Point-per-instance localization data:
▼

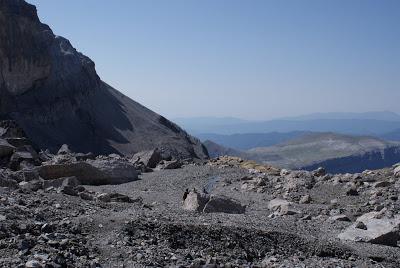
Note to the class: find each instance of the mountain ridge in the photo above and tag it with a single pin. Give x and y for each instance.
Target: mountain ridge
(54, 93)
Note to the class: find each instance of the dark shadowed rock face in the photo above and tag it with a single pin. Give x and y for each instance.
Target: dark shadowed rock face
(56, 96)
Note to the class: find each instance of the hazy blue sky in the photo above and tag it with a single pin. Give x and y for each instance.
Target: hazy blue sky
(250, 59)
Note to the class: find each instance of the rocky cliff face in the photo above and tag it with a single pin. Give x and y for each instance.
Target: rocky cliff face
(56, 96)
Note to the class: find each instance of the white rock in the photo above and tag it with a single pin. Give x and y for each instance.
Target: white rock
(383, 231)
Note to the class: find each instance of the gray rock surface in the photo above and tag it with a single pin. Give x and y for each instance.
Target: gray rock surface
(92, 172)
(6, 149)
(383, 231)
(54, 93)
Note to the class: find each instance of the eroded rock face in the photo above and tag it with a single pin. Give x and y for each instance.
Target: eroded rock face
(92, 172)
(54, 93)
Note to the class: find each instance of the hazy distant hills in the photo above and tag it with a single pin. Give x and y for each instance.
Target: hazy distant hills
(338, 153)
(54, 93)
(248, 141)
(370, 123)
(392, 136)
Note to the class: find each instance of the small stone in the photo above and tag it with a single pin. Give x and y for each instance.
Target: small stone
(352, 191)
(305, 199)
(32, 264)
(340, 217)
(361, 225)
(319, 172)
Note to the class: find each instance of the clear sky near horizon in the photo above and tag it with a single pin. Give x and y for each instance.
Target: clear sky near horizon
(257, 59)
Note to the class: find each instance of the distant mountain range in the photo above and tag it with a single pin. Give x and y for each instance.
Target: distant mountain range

▲
▼

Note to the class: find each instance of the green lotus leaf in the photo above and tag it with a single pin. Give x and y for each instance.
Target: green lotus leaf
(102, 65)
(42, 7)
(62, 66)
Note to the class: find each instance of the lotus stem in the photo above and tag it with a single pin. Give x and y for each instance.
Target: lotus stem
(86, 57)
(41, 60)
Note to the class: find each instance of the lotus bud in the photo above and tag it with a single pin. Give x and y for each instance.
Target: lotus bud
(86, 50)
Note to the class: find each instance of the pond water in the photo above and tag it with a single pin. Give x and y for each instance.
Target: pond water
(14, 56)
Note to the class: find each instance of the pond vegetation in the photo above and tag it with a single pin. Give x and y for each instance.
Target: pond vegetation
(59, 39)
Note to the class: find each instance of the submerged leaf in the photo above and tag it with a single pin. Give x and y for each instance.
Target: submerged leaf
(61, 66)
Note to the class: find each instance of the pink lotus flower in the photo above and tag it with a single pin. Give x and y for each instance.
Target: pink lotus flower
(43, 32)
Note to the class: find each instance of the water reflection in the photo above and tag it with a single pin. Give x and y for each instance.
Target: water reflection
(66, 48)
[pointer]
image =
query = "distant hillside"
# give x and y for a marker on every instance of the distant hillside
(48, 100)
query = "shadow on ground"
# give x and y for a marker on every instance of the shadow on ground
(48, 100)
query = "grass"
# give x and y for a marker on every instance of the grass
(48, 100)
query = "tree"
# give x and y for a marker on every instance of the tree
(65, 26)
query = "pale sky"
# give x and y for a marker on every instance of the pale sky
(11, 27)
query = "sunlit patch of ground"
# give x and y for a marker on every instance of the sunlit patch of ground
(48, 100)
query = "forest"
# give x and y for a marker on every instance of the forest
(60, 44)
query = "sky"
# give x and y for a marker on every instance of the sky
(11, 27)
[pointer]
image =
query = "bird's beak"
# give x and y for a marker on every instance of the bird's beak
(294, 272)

▲
▼

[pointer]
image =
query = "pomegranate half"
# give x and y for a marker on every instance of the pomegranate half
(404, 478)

▲

From the records above, return each line that includes "range".

Written answer:
Note to the class: find each instance of the distant mountain range in the photo above and tag it with a single pin. Give x and y for each instance.
Target: distant mountain range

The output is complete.